Arrange every line from the start of the material through the line with "[(61, 120), (558, 86), (212, 86)]", both included, as a Markdown table with the columns Row and Line, numbering the rows and omitting blank lines.

(DATA SECTION):
## Begin

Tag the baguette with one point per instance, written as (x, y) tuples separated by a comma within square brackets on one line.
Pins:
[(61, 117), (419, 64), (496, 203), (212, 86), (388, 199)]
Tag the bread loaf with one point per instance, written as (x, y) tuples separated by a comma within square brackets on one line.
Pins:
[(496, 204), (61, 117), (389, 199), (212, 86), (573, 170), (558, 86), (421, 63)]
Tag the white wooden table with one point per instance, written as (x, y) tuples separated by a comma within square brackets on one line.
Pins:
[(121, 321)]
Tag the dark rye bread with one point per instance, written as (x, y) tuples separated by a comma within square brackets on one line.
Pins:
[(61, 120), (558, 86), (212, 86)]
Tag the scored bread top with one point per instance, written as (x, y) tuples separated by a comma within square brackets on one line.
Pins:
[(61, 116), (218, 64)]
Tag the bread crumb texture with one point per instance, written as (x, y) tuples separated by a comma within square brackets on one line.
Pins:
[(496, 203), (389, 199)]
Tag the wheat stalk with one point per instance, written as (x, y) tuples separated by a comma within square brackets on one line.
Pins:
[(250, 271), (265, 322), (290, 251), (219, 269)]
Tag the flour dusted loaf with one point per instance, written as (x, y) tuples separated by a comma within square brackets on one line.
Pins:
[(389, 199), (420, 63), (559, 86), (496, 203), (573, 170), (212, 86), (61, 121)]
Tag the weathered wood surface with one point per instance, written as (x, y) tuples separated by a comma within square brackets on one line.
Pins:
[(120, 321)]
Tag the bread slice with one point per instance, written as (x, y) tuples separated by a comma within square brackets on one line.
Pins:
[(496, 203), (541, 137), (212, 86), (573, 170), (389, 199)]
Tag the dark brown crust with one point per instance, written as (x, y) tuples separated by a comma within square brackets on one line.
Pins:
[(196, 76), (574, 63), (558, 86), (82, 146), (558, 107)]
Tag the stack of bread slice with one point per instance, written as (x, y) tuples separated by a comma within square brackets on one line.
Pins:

## End

(TASK ANSWER):
| Row | Line |
|---|---|
| 1 | Tag the baguette with one point per instance, written as (x, y) tuples separated by a comma within square brackets on one line. |
| 2 | Pins: |
| 3 | [(61, 117), (419, 64), (496, 203), (212, 86), (388, 199)] |
| 4 | Tag the bread loaf with one point per instance, written as (x, y) tuples separated by a comma within square brackets on one line. |
| 5 | Pins: |
| 6 | [(496, 204), (61, 117), (389, 199), (212, 86), (573, 170), (558, 86), (421, 63)] |
| 7 | Tag the white wooden table with one point per instance, written as (x, y) tuples separated by a comma within square brackets on one line. |
| 8 | Pins: |
| 9 | [(121, 321)] |
| 10 | Tag the dark rye bread with one point per instance, written as (x, y) tuples separated by a comma within square brackets on one line. |
| 11 | Pins: |
| 12 | [(61, 120), (558, 86), (212, 86)] |